SET TASK:
Rewrite the entries with every line kept, from the very first line through the line that contains "0;392;640;640". Shift each box coordinate in the answers by -35, change no other numbers, and leave out the pictures.

(begin)

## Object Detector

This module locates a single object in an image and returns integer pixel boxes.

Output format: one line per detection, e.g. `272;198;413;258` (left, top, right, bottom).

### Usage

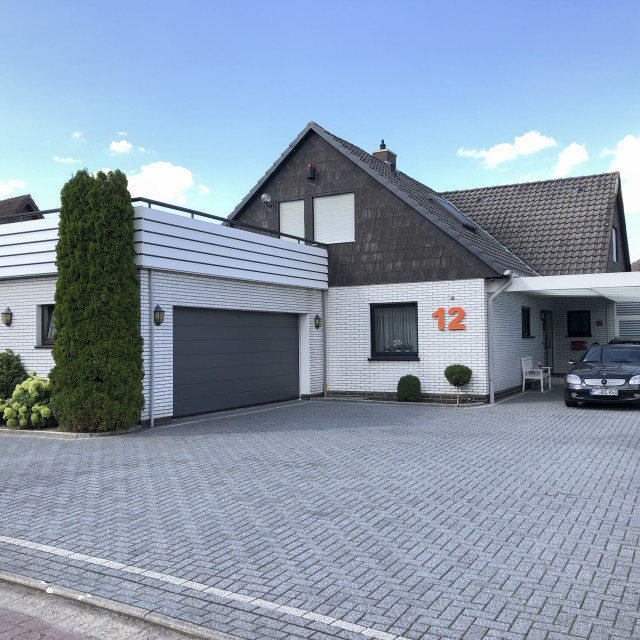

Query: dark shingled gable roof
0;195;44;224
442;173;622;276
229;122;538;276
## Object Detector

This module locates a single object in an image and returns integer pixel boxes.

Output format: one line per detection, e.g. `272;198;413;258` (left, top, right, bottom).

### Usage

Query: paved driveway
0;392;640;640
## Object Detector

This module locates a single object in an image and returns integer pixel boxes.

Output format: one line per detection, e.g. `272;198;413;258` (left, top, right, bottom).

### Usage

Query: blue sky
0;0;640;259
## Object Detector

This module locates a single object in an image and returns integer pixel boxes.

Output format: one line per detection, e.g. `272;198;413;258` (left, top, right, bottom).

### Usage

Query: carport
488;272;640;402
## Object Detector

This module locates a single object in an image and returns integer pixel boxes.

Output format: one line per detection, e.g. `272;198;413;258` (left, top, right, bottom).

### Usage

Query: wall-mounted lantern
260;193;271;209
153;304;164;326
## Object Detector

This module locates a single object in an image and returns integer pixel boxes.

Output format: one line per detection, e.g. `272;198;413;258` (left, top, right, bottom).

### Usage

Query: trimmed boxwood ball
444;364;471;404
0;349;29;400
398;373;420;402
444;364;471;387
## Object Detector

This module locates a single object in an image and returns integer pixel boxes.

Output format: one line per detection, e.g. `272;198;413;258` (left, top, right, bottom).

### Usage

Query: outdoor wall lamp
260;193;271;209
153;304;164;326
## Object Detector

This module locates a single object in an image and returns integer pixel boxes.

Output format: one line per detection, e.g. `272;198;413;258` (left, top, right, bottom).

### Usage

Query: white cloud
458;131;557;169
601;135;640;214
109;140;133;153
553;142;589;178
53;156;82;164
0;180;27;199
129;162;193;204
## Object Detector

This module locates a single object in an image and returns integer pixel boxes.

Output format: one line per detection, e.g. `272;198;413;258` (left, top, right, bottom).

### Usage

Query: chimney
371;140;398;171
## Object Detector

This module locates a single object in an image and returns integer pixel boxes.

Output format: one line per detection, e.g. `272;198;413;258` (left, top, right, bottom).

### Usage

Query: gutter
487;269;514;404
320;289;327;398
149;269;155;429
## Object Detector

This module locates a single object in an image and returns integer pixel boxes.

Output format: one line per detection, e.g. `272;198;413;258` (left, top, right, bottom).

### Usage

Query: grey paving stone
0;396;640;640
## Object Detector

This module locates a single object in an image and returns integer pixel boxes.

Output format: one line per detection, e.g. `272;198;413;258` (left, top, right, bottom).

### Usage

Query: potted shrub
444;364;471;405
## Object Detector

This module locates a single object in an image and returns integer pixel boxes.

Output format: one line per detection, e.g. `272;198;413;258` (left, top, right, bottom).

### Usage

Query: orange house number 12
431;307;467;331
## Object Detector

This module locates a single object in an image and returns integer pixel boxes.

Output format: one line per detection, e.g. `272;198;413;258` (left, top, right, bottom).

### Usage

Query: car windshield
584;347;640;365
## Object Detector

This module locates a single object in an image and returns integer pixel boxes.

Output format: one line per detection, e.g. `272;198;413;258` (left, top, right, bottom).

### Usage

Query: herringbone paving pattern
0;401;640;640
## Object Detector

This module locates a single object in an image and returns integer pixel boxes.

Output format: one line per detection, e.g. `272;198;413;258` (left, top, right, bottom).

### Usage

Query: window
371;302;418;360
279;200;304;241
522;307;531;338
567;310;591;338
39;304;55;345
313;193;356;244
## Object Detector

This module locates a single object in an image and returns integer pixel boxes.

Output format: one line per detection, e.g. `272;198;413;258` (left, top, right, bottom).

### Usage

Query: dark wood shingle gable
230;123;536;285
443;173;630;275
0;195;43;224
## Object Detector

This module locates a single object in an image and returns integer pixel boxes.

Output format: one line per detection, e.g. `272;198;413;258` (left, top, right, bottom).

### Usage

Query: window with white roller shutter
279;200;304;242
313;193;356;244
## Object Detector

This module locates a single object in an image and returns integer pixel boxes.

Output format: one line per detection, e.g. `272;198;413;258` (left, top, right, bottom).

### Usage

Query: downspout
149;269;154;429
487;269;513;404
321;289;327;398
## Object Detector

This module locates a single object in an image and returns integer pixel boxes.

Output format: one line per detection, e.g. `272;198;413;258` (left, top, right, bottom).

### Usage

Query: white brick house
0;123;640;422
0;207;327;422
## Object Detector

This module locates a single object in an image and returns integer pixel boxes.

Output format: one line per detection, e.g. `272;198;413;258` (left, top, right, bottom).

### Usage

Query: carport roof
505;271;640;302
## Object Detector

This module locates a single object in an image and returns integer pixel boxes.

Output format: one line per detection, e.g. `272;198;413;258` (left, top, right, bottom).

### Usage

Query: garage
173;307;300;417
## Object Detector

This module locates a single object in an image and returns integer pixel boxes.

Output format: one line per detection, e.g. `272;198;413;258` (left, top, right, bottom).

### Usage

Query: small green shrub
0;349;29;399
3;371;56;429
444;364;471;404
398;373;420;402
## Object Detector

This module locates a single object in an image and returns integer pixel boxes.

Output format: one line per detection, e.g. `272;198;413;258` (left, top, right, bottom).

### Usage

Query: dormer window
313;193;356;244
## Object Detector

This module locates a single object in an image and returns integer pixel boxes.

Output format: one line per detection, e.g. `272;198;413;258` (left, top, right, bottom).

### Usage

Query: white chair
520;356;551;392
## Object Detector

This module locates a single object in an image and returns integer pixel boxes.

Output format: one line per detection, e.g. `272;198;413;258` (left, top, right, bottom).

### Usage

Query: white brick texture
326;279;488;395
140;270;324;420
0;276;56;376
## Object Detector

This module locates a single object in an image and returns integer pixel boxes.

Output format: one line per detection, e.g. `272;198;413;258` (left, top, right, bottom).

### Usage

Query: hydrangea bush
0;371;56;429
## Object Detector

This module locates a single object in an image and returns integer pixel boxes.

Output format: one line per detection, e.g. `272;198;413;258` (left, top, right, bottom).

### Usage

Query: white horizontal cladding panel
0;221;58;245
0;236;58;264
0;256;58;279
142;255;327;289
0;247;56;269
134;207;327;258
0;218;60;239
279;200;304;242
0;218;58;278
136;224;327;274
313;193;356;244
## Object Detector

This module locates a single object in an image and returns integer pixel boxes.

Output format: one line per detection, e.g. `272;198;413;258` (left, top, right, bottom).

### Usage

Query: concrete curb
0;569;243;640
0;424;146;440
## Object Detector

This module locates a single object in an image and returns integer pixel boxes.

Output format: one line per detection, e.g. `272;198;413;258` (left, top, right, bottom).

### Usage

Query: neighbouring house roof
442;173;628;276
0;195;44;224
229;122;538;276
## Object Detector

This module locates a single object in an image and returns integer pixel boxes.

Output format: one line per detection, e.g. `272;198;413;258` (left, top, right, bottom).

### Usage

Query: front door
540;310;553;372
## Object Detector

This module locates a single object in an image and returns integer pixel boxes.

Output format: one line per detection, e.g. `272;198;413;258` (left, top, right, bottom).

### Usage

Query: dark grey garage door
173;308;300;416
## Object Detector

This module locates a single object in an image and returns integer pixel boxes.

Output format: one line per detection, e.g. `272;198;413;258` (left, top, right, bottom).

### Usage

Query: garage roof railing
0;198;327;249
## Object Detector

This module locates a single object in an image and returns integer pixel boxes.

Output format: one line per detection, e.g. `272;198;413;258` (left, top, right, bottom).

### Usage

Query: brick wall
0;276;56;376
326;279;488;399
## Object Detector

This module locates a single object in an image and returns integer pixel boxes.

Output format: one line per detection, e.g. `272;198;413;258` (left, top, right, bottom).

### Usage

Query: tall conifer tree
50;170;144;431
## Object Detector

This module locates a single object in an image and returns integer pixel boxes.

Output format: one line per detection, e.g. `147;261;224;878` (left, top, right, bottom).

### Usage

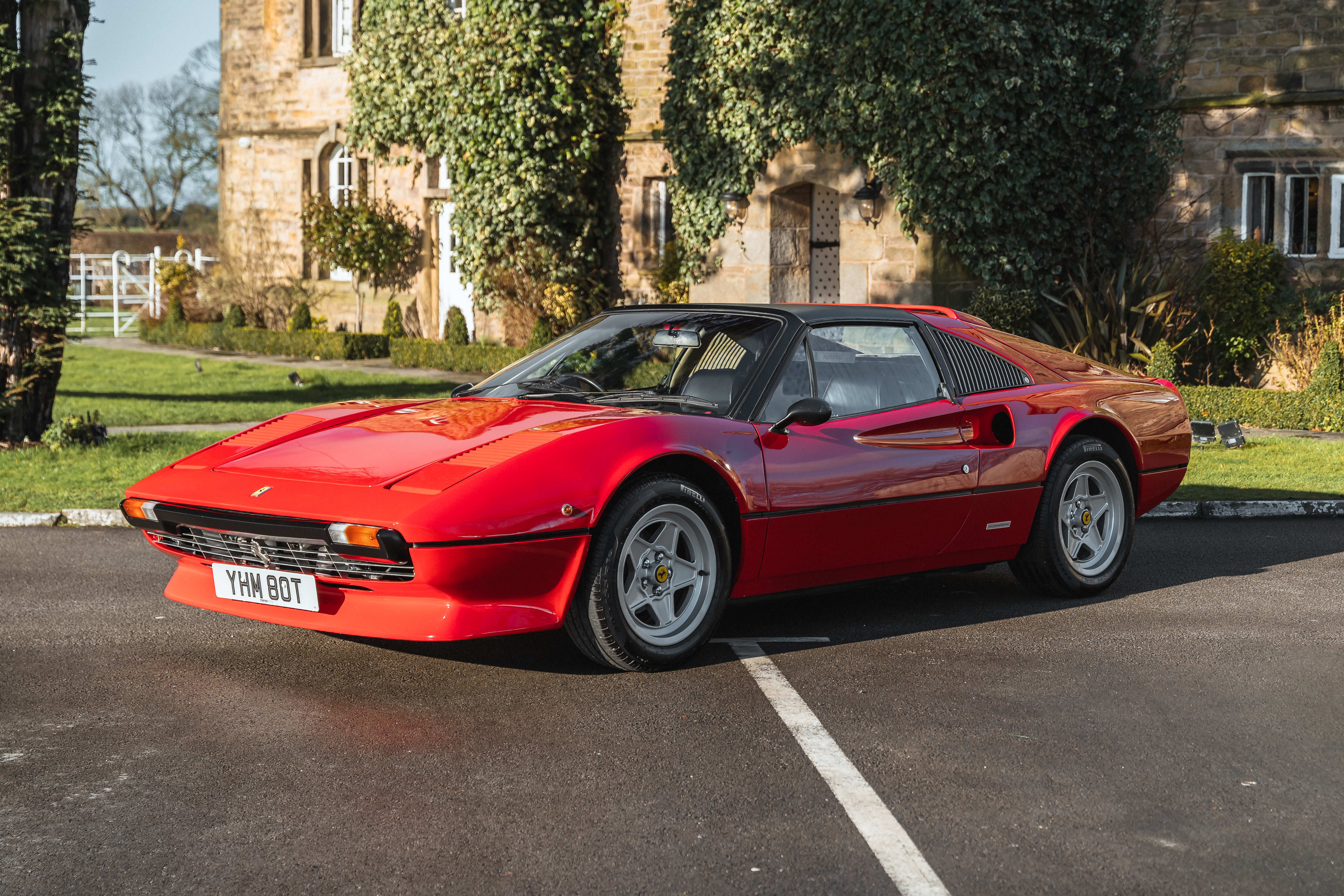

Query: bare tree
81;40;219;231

(end)

RESULT:
## Object Detector

This module locates a single object in an image and returns integer pixel boxes.

Output format: one line per detection, e.g. `272;198;413;258` (left, top, right, bottom).

### Usage


Query: dark shingled gable roof
-35;160;9;189
407;138;587;241
194;87;503;241
## Object Detector

This module locates a single object in an image and returns integer pixel boxes.

Output format: one line per detection, e.g. `272;198;413;258` (left, top, right, bottom).

### Usage

Query: paved driveway
-35;357;605;605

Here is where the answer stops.